**YOUR OBJECTIVE**
Can you arrange the entries below as a two-column CSV with the headers "text" and "answer", one row per entry, each value in a single quoted field with its line breaks replaced by spaces, covering every entry and leaving out the pictures?

[Collected data]
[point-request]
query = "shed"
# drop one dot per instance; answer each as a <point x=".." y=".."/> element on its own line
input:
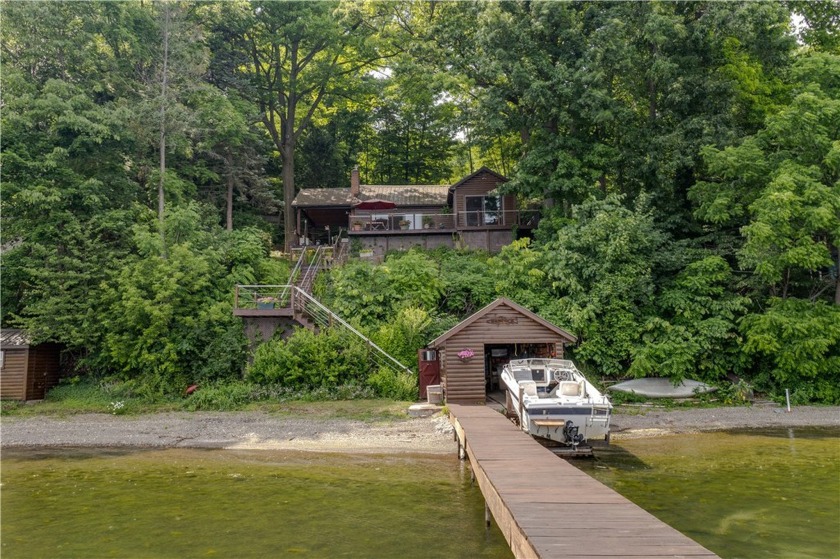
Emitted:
<point x="27" y="371"/>
<point x="499" y="332"/>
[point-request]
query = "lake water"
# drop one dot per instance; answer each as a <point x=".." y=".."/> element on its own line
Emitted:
<point x="742" y="494"/>
<point x="750" y="494"/>
<point x="196" y="503"/>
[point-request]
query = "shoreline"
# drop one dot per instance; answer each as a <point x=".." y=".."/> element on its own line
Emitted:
<point x="428" y="435"/>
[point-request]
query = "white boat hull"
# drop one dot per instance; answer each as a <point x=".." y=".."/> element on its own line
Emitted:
<point x="569" y="411"/>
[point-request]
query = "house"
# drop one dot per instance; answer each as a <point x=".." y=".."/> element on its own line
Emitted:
<point x="27" y="371"/>
<point x="470" y="213"/>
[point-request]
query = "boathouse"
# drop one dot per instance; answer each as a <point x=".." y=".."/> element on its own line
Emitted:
<point x="472" y="353"/>
<point x="27" y="371"/>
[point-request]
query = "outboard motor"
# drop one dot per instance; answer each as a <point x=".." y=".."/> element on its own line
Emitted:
<point x="570" y="431"/>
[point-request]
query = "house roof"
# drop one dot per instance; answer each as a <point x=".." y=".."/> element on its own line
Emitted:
<point x="323" y="197"/>
<point x="406" y="195"/>
<point x="10" y="337"/>
<point x="437" y="342"/>
<point x="401" y="195"/>
<point x="499" y="177"/>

**FINAL RESULT**
text,answer
"[point-request] query = ""shed"" # drop one dot per instance; answer each as a <point x="".."" y=""..""/> element on its own line input: Emitted:","<point x=""27"" y=""371""/> <point x=""499"" y=""332""/>"
"[point-request] query = ""lake water"" # drop one dot per instance; answer each as a <point x="".."" y=""..""/> element on its own line Emitted:","<point x=""742"" y=""494""/> <point x=""750"" y=""494""/> <point x=""196"" y=""503""/>"
"[point-request] query = ""shoreline"" # drop one dot per instance; answer each as a <point x="".."" y=""..""/> element on its own line Emitted:","<point x=""428"" y=""435""/>"
"[point-request] query = ""white boat hull"" # drop one dot per instance; answer each as a <point x="".."" y=""..""/> element on its own line Emitted:","<point x=""569"" y=""411""/>"
"[point-request] query = ""house"" # drop one dot per instance; answer each as a <point x="".."" y=""..""/> element on its own line Emitted:","<point x=""27"" y=""371""/> <point x=""470"" y=""213""/>"
"[point-request] query = ""boathouse"" # drop one dot per instance; answer each as a <point x="".."" y=""..""/> element on its own line Emitted:","<point x=""472"" y=""353""/> <point x=""27"" y=""371""/>"
"[point-request] query = ""outboard motor"" # drop one dot per instance; answer each as a <point x="".."" y=""..""/> element on its own line Emitted:","<point x=""570"" y=""431""/>"
"[point-request] query = ""house roof"" # drop one dot per instance; answer each as a <point x="".."" y=""..""/> element on its own line Emitted:","<point x=""323"" y=""197""/> <point x=""406"" y=""195""/> <point x=""10"" y=""337""/> <point x=""437"" y=""342""/> <point x=""401"" y=""195""/> <point x=""499"" y=""177""/>"